**THINGS TO DO**
- 1) In the article on automation and job losses, which organization conducted the study on jobs lost to a robot work force?
- 2) Continue the article on automation and job losses from the point where it ends.

Administrative and office jobs are expected to be hardest hit by a wave of automation that is expected to gradually hit the work force by 2020.
Advances are being made quickly in the field of robotics and automation, and while many of these achievements have the tech industry patting itself on the back, these advancements are expected to put a major dent in the human workforce by 2020.
According to a recent study by the World Economic Forum, more than five million jobs could be lost to a robot work force, primarily in the office and administrative field. The study also expects that further robotic inroads will be made in the fields of manufacturing and production, areas that already have a strong automated presence.
The study claims that this "fourth industrial revolution" is coming because of the major advancements in "genetics, artificial intelligence, robotics, nanotechnology, 3D printing, and biotechnology." About two million human jobs are expected to be gained in smaller job fields, but about 7.1 million jobs will be lost to AI workers, for a net replacement of about five million jobs.

**DATA UNDER STUDY**
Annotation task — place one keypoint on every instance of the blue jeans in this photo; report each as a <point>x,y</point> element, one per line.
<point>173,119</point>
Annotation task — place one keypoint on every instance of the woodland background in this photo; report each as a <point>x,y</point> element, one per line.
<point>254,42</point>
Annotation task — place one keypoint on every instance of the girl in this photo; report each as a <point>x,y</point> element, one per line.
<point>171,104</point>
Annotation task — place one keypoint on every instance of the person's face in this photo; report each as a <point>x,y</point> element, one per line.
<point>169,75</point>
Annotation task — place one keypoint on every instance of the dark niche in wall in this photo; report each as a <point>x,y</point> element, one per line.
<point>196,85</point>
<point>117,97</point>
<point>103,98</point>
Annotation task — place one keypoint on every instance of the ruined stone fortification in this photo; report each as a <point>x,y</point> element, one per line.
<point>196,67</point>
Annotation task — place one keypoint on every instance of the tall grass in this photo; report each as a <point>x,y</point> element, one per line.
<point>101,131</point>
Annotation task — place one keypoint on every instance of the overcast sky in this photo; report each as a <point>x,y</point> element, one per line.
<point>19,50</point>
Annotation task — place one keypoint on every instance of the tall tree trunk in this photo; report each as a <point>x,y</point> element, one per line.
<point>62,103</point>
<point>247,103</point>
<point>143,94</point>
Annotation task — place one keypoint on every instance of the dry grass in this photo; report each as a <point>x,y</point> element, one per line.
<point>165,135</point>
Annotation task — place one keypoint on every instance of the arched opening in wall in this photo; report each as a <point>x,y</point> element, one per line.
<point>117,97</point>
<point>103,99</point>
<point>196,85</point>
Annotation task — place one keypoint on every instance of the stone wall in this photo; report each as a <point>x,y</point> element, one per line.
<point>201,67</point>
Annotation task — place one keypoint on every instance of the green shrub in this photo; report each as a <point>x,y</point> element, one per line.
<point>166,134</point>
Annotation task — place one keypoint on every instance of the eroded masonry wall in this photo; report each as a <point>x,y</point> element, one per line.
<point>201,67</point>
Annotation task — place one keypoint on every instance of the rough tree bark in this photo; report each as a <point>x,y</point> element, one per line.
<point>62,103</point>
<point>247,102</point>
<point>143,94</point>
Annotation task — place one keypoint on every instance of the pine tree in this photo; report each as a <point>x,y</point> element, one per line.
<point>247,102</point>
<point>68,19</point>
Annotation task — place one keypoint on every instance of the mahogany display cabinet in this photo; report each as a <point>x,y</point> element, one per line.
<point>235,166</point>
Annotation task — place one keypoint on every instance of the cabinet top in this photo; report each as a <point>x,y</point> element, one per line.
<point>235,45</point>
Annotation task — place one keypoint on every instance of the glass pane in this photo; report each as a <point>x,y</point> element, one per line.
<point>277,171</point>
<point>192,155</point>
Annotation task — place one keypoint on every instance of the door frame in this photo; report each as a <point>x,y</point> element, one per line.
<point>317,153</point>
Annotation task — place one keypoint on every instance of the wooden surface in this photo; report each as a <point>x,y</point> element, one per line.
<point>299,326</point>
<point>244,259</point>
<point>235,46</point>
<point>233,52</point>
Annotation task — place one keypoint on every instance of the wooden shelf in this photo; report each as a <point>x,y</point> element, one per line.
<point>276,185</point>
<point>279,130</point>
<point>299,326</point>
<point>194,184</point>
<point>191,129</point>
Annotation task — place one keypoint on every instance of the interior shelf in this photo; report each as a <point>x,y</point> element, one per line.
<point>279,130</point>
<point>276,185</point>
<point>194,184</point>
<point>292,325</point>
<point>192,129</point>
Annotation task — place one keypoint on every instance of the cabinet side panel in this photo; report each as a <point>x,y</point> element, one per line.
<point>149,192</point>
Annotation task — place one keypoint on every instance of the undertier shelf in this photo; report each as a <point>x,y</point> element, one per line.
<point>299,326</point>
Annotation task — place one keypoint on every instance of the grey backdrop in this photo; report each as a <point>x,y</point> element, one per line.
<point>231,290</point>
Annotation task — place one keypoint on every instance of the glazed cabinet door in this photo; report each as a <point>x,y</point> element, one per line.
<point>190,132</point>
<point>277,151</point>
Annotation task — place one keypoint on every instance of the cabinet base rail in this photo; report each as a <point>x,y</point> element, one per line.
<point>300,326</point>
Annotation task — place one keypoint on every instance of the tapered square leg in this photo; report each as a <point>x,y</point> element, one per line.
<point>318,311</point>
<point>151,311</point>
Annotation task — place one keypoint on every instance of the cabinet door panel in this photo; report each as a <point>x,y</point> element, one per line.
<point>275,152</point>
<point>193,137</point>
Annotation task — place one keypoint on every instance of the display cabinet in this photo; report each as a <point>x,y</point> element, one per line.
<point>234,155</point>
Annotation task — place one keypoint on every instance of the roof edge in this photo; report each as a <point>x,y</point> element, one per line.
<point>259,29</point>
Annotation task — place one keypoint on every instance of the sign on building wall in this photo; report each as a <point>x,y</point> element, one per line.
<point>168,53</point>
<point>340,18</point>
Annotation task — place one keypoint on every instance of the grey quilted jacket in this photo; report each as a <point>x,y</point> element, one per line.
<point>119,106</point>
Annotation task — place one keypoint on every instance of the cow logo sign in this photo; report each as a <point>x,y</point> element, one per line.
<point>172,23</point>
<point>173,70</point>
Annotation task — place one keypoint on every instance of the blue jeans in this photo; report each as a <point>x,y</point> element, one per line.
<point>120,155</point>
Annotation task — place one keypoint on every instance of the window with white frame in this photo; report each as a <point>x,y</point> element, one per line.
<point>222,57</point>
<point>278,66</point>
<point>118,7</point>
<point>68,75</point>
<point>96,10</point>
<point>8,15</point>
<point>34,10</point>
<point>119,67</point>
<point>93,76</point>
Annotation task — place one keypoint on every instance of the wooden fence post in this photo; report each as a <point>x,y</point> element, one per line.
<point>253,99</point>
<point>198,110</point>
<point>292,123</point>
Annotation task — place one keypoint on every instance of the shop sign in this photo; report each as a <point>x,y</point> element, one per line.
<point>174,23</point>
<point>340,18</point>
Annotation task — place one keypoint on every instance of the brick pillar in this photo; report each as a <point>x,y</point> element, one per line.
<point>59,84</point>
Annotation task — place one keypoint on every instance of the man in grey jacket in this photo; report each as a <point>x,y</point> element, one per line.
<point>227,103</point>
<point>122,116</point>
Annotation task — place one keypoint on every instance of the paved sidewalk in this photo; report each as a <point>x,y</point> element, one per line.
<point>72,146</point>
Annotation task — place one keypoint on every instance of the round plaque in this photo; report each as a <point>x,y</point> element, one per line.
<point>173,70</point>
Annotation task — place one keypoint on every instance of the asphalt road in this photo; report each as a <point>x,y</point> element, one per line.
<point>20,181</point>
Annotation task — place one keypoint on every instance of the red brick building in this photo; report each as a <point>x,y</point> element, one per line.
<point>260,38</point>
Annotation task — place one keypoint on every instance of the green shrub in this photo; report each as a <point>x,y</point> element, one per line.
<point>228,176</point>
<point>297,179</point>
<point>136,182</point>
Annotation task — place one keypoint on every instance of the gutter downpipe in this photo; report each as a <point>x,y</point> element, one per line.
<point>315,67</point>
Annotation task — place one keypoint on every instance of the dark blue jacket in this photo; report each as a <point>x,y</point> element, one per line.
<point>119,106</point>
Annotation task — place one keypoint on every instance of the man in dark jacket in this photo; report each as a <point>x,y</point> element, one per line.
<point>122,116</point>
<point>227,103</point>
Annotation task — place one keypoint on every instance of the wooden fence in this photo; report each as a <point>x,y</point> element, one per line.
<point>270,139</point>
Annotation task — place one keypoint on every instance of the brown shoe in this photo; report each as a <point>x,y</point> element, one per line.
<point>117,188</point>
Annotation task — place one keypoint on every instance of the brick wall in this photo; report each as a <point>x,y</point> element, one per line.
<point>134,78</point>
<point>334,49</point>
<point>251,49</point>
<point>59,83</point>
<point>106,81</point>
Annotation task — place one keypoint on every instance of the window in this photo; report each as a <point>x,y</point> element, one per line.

**ANSWERS BY ITEM**
- 1) The World Economic Forum

- 2)
The 150-plus page report is full of charts and graphs looking at all fields of employment. The report is in preparation for the annual meeting of the World Economic Forum starting tomorrow in Switzerland. The Forum has initiatives in place for such public good endeavors as Employment, Skills and Human Capital; Environment and Resource Security; Food Security and Agriculture; Future of the Global Financial System; Future of the Internet; and more.